◆ EXTRAIT DU DOCUMENT
▼
Il y a quelques semaines un client m’a prévenue par mail qu’il m’appellerait sous peu, depuis les États-Unis où il est expatrié. C’est un Français, client de la première heure, que j’accompagne dans ses nombreux changements professionnels et personnels.
Lorsqu’il a besoin de m’appeler, cela signifie qu’il vit une période délicate : questionnement ou changement ou situation de mal-être. J’ai le privilège d’être sa coach préférée et il me fait l’honneur d’être mon premier client américain (il en a pris la nationalité).
Le coup de fil a lieu durant une heure environ. Nous faisons le point sur sa situation : il me raconte ce qui a évolué depuis l’automne dernier, date de son dernier appel outre-atlantique.
Il a « tout pour être heureux » : un job de rêve (Directeur Général de tout le Nord-américain d’une multinationale, CEO comme on dit aux US), il gagne très bien sa vie. Il exauce son rêve de gamin en jouant au businessman (sic), toujours en partance entre deux avions. Il adore les gadgets haute technologie et maîtrise les réseaux sociaux. Il a eu plusieurs belles femmes à son bras qui ont fait sa fierté de mâle (sic). Il a appris le russe à l’époque où il était muté en Russie et fréquentait une Slave. Il a ensuite appris l’italien pour séduire une belle Italienne aux yeux verts. Il est actuellement divorcé d’une Française avec qui il est resté très ami et fréquente depuis quelques mois une Américaine qu’il adore. Il n’a pas d’enfant.
▲
Lignes d'un jeu de données de segmentation
▼
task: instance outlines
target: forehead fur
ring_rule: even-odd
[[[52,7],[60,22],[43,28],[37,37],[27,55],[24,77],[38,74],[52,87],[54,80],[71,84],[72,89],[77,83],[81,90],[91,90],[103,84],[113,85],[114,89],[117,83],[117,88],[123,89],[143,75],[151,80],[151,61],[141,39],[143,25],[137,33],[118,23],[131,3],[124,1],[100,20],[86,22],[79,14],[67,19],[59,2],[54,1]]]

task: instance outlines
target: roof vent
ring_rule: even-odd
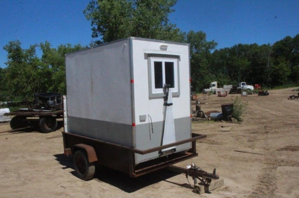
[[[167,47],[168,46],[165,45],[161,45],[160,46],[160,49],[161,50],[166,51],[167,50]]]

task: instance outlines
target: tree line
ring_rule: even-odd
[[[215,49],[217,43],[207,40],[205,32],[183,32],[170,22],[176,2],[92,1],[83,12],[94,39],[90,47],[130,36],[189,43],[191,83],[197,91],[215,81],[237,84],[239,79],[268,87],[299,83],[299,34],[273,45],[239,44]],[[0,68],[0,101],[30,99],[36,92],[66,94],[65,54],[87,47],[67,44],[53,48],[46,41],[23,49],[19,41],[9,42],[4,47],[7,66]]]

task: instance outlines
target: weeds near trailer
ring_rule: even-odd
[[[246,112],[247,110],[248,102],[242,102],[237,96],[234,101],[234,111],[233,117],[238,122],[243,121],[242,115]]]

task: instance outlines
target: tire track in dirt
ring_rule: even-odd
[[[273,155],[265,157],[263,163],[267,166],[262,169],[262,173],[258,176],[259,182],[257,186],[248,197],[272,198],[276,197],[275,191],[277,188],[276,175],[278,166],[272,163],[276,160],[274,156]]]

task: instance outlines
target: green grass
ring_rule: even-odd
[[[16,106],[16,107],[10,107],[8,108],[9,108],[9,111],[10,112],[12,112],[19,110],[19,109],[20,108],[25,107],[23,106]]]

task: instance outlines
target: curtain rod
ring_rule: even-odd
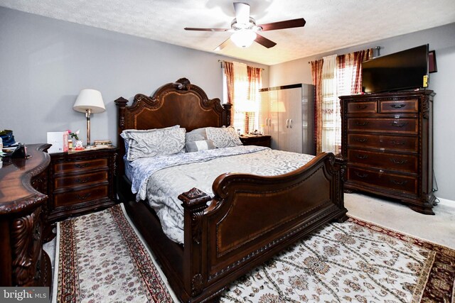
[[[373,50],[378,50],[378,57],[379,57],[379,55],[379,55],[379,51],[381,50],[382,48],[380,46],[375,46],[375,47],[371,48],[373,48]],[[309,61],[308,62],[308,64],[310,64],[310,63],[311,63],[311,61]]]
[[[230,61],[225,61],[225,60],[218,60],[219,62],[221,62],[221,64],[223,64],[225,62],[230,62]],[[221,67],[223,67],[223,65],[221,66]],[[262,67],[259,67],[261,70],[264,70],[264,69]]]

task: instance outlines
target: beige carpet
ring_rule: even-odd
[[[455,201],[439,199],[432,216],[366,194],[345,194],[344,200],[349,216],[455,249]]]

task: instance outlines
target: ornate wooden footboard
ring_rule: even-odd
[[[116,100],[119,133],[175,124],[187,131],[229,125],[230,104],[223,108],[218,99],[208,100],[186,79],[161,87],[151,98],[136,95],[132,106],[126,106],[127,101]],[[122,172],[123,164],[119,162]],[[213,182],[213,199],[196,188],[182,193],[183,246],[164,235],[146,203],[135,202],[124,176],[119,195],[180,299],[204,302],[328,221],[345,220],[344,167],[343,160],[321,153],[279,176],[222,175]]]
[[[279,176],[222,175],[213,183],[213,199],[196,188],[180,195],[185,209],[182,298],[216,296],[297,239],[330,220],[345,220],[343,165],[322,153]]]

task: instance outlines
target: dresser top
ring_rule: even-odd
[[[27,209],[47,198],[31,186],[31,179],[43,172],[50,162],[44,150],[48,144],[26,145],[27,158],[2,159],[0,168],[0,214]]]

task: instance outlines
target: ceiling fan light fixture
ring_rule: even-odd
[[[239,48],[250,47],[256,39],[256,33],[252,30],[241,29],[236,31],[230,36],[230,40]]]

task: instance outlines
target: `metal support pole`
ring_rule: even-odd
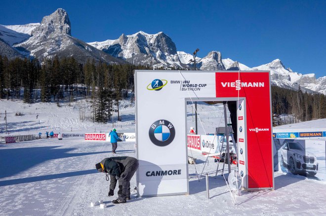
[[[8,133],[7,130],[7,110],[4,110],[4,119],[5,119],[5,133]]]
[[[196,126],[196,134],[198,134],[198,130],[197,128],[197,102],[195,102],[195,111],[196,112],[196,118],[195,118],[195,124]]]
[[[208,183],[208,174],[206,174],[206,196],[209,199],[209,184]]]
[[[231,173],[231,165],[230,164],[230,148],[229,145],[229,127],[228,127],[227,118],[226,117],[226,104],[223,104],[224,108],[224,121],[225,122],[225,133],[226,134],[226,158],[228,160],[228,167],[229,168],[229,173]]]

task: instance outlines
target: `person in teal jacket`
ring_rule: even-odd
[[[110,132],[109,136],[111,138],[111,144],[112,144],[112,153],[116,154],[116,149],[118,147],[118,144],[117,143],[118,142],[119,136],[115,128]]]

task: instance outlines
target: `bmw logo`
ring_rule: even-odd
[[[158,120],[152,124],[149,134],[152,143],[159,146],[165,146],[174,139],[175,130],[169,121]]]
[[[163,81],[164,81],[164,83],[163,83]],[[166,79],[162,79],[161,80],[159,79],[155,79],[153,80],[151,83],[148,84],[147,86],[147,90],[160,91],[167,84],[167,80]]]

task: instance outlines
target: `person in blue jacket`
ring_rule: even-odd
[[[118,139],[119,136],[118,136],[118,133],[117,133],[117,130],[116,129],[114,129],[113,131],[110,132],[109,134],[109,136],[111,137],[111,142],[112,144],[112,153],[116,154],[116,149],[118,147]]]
▲
▼
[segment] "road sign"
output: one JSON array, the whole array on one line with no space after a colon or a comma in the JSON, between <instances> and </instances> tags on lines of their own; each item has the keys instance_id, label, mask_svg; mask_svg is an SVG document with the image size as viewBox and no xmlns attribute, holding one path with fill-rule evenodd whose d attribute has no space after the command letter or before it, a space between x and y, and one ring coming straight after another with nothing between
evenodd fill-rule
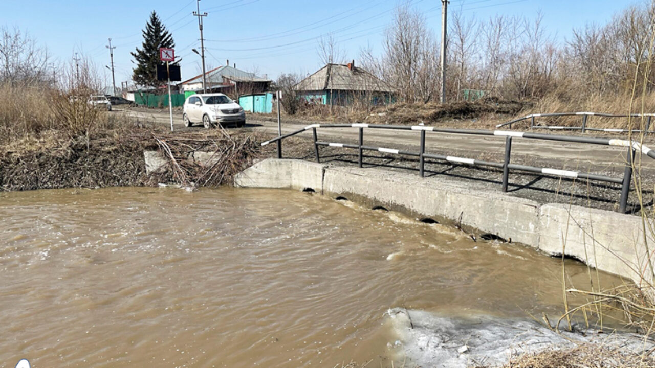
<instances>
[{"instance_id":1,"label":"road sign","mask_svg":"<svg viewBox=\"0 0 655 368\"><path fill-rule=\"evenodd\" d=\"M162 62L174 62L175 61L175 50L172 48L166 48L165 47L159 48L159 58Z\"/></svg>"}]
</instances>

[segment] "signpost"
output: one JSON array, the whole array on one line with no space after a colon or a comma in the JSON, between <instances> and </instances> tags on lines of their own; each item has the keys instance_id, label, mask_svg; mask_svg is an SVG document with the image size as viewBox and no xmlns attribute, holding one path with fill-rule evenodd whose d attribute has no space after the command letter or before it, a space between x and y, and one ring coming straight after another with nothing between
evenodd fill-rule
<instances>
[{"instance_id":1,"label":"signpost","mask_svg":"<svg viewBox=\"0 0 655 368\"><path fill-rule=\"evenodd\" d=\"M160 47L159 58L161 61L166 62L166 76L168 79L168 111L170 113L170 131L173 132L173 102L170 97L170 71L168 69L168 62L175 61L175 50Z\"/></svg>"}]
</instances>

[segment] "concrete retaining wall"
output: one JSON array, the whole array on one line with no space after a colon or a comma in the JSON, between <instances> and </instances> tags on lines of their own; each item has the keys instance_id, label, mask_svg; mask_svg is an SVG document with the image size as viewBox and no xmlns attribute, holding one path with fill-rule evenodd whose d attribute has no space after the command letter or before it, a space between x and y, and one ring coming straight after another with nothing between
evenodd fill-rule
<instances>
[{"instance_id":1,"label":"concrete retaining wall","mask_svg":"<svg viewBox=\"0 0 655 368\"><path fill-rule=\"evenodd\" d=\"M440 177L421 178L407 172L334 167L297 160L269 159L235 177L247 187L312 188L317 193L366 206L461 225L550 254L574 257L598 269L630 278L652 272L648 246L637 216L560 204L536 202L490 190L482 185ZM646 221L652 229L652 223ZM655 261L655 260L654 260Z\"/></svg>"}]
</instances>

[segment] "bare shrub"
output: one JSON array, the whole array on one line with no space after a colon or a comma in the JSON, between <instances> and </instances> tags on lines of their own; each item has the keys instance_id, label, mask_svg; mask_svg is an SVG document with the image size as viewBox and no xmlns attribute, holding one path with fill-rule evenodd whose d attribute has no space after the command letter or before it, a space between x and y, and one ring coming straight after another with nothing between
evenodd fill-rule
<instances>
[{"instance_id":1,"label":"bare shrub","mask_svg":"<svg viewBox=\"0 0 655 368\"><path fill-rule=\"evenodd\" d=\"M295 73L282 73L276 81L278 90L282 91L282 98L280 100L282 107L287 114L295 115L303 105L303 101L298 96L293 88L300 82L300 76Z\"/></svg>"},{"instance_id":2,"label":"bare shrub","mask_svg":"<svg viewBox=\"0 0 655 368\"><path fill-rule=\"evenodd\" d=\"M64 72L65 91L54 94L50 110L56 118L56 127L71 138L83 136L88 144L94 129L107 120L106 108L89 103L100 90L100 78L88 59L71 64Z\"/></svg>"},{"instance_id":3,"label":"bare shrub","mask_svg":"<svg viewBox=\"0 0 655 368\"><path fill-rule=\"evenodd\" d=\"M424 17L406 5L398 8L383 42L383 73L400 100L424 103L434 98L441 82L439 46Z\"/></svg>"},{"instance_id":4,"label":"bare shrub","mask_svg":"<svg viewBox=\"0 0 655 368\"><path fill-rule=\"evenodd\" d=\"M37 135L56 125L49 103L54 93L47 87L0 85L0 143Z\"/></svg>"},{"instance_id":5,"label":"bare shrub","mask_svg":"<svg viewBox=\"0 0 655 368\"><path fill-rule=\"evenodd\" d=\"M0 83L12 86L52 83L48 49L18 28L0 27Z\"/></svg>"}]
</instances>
▲
◆ CONSIGNES
1. Pourquoi l'extrait sur le coaching présente-t-il ce client comme le premier client américain ? Répondez en une à trois phrases.
2. Recopiez sans rien changer le passage de l'extrait sur le coaching qui commence par « Le coup de fil » et se termine par « dernier appel outre-atlantique. ».
3. Traduisez en anglais cette phrase de l'extrait sur le coaching : « Il adore les gadgets haute technologie et maîtrise les réseaux sociaux. »

◆ CORRIGÉ
1. Ce Français expatrié aux États-Unis a pris la nationalité américaine. C'est pour cette raison qu'il est présenté comme le premier client américain.

2.
Le coup de fil a lieu durant une heure environ. Nous faisons le point sur sa situation : il me raconte ce qui a évolué depuis l’automne dernier, date de son dernier appel outre-atlantique.

3. He loves high-tech gadgets and has mastered social media.